*Directions for this task*. Your response should consist of every line below, reproduced without alteration.

*Listed records*.
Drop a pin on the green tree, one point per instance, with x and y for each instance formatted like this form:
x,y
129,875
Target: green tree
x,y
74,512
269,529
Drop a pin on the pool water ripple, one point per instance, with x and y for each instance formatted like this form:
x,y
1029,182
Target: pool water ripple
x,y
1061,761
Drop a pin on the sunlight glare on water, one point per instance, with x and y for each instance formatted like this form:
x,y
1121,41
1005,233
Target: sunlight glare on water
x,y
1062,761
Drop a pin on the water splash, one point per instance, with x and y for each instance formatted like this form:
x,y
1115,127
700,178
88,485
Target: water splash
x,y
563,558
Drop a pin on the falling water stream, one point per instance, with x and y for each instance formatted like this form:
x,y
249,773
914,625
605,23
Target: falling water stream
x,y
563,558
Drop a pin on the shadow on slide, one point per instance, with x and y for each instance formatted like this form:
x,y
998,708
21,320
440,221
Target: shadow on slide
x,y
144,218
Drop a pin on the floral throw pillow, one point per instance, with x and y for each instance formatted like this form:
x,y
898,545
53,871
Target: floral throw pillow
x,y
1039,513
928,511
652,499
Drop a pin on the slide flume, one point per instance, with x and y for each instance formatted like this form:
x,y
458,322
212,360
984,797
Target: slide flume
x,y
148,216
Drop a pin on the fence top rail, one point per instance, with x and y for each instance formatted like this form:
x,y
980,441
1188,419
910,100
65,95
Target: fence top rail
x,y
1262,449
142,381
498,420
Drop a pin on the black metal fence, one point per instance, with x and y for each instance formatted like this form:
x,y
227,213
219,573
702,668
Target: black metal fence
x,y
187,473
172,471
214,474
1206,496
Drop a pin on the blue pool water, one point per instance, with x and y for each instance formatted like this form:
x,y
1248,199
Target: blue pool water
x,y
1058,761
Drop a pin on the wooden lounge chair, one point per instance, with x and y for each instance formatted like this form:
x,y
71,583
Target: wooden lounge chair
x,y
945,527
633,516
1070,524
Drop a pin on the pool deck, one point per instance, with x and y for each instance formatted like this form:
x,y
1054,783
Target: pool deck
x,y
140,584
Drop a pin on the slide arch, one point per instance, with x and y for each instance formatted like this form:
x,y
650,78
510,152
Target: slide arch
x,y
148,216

*The completed task*.
Drop a pin on the green tree, one point per instance, with x and y for each instance formatted like this form:
x,y
129,875
Target: green tree
x,y
74,512
269,529
Drop a pin on the pool water ripple, one point per instance, with x and y for each instance formatted like this form:
x,y
1029,182
Target: pool water ripple
x,y
1061,761
Drop a pin on the sunlight glare on water, one point per instance, with x and y for each instance formatted like this form:
x,y
1121,41
1005,233
Target: sunlight glare on water
x,y
1062,761
Drop a pin on the water splash, one point per instance, with x and y for each instance formatted like this form:
x,y
1115,127
700,178
88,485
Target: water splash
x,y
563,558
Drop a pin on the falling water stream, one point per instance, with x and y for each instance formatted like this form:
x,y
249,773
914,625
605,23
Target: falling water stream
x,y
563,558
Drop a pin on the shadow on slide, one point per instance, with x and y for each instance formatted like this form:
x,y
998,708
21,320
440,221
Target: shadow on slide
x,y
144,218
Drop a pin on the floral throw pillow, one point per instance, with x and y for each instance formatted like this form:
x,y
898,545
53,871
Target: floral throw pillow
x,y
1039,513
928,511
652,499
Drop a pin on the slide flume, one point per instance, with x and y for each instance formatted like this form:
x,y
458,322
212,360
984,797
Target: slide flume
x,y
148,216
Drop a pin on the fence top rail, one point per instance, with x and y for each instance formatted like this form:
x,y
980,441
1188,419
910,100
65,95
Target: fence top rail
x,y
1262,449
142,381
498,420
Drop a pin on the black metal fence, one point per instance, with x and y for each instance formatted like this form:
x,y
227,213
219,573
702,668
Target: black metal fence
x,y
187,473
172,471
214,474
1206,496
Drop a pin on the blue pool water, one point per instance, with x and y for each instance formatted like this form:
x,y
1248,199
Target: blue pool water
x,y
1058,761
Drop a pin on the wooden lounge chair, one point per instance, with x and y for each instance formatted like this form:
x,y
71,583
Target: wooden lounge chair
x,y
945,527
633,516
1070,524
Drop a pin on the pool deck, one point per instance, with x and y for each instance formatted like this form:
x,y
1054,783
Target: pool deck
x,y
140,584
Drop a pin on the slide arch, one point per instance, with x and y for each instance formatted like this form:
x,y
650,78
510,152
Target: slide arch
x,y
148,216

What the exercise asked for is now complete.